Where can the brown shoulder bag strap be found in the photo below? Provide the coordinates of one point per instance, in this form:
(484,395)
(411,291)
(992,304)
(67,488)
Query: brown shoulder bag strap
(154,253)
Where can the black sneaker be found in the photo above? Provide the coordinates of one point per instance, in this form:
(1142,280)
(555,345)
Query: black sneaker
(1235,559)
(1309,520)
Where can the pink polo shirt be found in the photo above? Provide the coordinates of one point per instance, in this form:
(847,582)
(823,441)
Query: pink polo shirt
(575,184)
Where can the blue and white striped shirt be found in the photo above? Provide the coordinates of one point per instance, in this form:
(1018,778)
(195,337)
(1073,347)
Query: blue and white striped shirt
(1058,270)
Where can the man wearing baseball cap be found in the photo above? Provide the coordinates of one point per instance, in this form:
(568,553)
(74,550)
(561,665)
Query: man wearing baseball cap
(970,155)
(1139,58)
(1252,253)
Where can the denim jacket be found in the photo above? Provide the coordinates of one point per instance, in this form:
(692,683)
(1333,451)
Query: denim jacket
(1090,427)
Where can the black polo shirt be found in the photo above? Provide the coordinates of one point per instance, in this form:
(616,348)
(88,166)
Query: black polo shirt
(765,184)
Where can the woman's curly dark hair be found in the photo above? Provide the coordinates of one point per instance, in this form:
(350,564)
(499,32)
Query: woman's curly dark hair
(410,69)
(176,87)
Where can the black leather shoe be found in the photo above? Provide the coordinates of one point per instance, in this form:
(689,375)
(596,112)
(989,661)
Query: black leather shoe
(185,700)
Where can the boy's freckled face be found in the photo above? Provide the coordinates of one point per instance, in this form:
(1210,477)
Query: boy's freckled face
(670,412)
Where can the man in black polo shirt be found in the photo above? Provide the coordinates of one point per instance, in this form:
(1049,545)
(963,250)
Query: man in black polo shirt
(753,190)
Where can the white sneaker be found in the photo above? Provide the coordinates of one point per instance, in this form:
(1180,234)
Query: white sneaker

···

→ **Task prompt**
All of the data shown above must be copied exactly.

→ **Written solution**
Where can the brown shoulder bag strap be found in the photo below? Provide the coordinates of one point per instance, in this form:
(484,395)
(411,291)
(992,304)
(67,488)
Query: brown shoulder bag strap
(154,253)
Where can the black sneaker be found in the photo above? Provide the coordinates of one point per instance, in this form:
(1142,280)
(555,345)
Query: black sneaker
(1235,559)
(1309,520)
Where can the pink polo shirt be found in the photo above? Provide the coordinates of one point per instance, in this form:
(847,582)
(823,441)
Query: pink polo shirt
(575,184)
Where can the blue and white striped shirt be found in the photo above? Provide the coordinates of one point per instance, in this form:
(1018,778)
(195,337)
(1073,347)
Query: blue and white striped shirt
(1058,270)
Where can the man wearing baseball cap be found in the photo above? Provide the coordinates of one point per instance, in this form:
(568,553)
(74,550)
(561,665)
Query: man wearing baseball cap
(970,155)
(1139,58)
(1252,253)
Where can the denim jacket be found in the photo above? Provide the coordinates of one point per instance, in this form:
(692,683)
(1333,451)
Query: denim jacket
(1090,427)
Where can the black polo shirt be found in the photo above? Provide the coordinates of one point per instance, in this form:
(616,348)
(88,166)
Query: black polo shirt
(765,184)
Where can the woman's curly dark hair be found in the photo above? Provide the coordinates of one point per instance, in this form:
(350,564)
(499,32)
Query: woman's curly dark hair
(410,69)
(176,87)
Where can the black leather shoe be found in the photo above? Provide the coordinates of one point per instance, in this form:
(689,375)
(596,112)
(989,661)
Query: black leather shoe
(185,700)
Where can the boy's freckled face be found in the photo above? Provide the coordinates of one point per instance, in this form:
(1210,477)
Query: boy's freckled face
(670,412)
Where can the man in black polo shirt be found in the photo above? Provide the coordinates of one point per instance, in this form:
(1049,545)
(963,250)
Query: man in black polo shirt
(753,190)
Where can the white sneaker be found in the photo above? Provide the coordinates of one point per instance, in this form:
(1180,234)
Query: white sneaker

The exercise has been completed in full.